◆ **Document extract**:
========

How many of us consider the catalogue of ships in Homer’s Iliad (Book 2) to be “the earliest geographic document in Greek Literature” (Roller, p. 13)? We don’t but we must. We must expand our view such that we can read Odysseus’ wanderings not as a literary journey that should (or can) be made “geographic” via mapping, but as an actual geographic text as such.

That is because, for Roller, ancient or medieval “geography” is not only the theoretical structure of the world based on reasoning and calculations (Ptolemy), or the cumulative handbooks on earth-knowledge that survive (Strabo), but “geography” also includes any account of people traveling (Roller, pp. 2-5). Granting this, we must be willing to allow “geography” to include a great deal more than we would otherwise.

We must also not pine over what seems to be missing. In ancient works, narratives and mathematics combined to create a special kind of ekphrastic literature. The surviving textual relics of the ancient discipline constitute a very abstract genre in comparison with our notion of geography.

Our geography (especially in practice) has come to be essentially co-terminus with the production, and study, of maps and map-worthy images (i.e., sattelite and aerial photographs).

We look at the ancient material as a lot of words and numbers, with almost no maps to speak of. But ancient geography does not seem to have worried about this: ancient geographers were not overly concerned with maps. We are obsessed with them. Ancient geography is an activity of the mind. Our geography is an activity of the hand.

If we want to re-capture something of the ancient “geography”, we must re-calibrate our reading so that we exchange our geography’s emphasis on space (quantifiable, measurable) over place (bounded locus of meaning, memory, identity) for an older geography with the opposite emphasis: place over space.

Let’s pause for a moment and consider what this means for our practices of reading. When we are confronted with a text that is an ancient geography (think again of the catalogue of ships in the Iliad), we actually have to pause and help ourselves understand this as geography. We have to translate it into our geographic “language” to understand it as such: we have to “map it”.

Image Credit: (http://ships.lib.virginia.edu/neatline/show/the-peloponnese) Jenny Strauss Clay, Courtney Evans, Ben Jasnow, and team (http://ships.lib.virginia.edu/credits)
Image Credit: (http://ships.lib.virginia.edu/neatline/show/the-peloponnese) Jenny Strauss Clay, Courtney Evans, Ben Jasnow, and team (http://ships.lib.virginia.edu/credits)

How can we effect such a translation for other “geographic” texts that we would not tend to read “as geographies”? What does this mean for how we map the Chronography of Theophanes the Confessor?

To answer this challenge, we are building our methodology from a controversial premise: the Chronography (better known as the “Chronicle”) of Theophanes the Confessor, in all of its complex convoluted opacities, is (among other things) its own geography.

Today, we read “pre-modern” texts as though they are missing maps – usually helpfully supplied in our critical editions and translations. However, while this practice serves an important practical purpose of translation, in the Traveler’s Lab we aim to realize the presumption that for its contemporary, ninth-century audience, a text like the Chronography of Theophanes was not missing a map: it was the map.

========

◆ **Dataset excerpts**:
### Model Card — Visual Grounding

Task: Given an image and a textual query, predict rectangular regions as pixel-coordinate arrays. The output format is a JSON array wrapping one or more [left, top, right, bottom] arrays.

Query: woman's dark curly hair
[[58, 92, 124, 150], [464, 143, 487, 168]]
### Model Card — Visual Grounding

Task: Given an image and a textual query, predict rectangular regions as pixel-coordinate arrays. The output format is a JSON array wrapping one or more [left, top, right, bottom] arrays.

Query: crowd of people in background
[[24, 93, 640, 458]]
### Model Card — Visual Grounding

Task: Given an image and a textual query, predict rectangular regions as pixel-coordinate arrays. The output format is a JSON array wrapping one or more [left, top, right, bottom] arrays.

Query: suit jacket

========

◆ **Directives**:
1 - Reproduce the section of the essay on ancient geography that begins at the words "How can we effect" and stops after "was the map.".
2 - According to the essay on ancient geography, what does the Traveler's Lab presume the Chronography of Theophanes was for its ninth-century audience?
3 - Pick up the essay on ancient geography after its final sentence and keep writing.
The data above comes from a separate source.

◆ **Expected answers**:
1 -
How can we effect such a translation for other “geographic” texts that we would not tend to read “as geographies”? What does this mean for how we map the Chronography of Theophanes the Confessor?

To answer this challenge, we are building our methodology from a controversial premise: the Chronography (better known as the “Chronicle”) of Theophanes the Confessor, in all of its complex convoluted opacities, is (among other things) its own geography.

Today, we read “pre-modern” texts as though they are missing maps – usually helpfully supplied in our critical editions and translations. However, while this practice serves an important practical purpose of translation, in the Traveler’s Lab we aim to realize the presumption that for its contemporary, ninth-century audience, a text like the Chronography of Theophanes was not missing a map: it was the map.

2 - It was not missing a map; it was the map.

3 -
The problem is, we simply can’t say this to be so, and then proceed as though we have changed our reading and thinking practices. We’ve lost the habit of thinking a text in this way, to the degree that we can’t simply recapture this other way of thinking by willing it to be so (or, at least, we aren’t convinced we have yet succeeded).

The question, or the challenge, is how to approximate and show what-it-looked-(or, thought-) like? How can we translate this narrated geography into a uniquely-mapped geography we can read?

Our best effort thus far involves, in our data-gathering stage, “capturing” and “tagging” as “geography” many items that would not be considered to be “geographic” by a contemporary 21st-century reader. To give one example, we would tag “… the bishop of Neapolis wrote to the emperor …” as (at minimum) three “geographic” statements: one about Neapolis, one about the journey of a letter, and one about Constantinople. The thousands of these sorts of phrases combined – in this account of the known world from the beginning of time and matter – to create what we must acknowledge as a geography of the entire known world, embedded within an account of the entire known world through time.

By tagging all of these statements for their “geographic” content, we plan to create a data set that we will then seek to manipulate into multiple visualizations, which in sum allow us to understand something of how the geographical reading of this ninth-century text.

This results in the three approaches mentioned in our previous post: first, trying to represent data in ways that convey something like the mental, or conceptual map in which places work together in this narrative; second, trying to “plug in” of all of this data onto projections of the world current at the time: e.g., Ptolemy’s geography; and, third, trying to translate the above two projections for our own eyes, by “plugging” them into a a projection of the world that makes sense to us, a twenty-first century map.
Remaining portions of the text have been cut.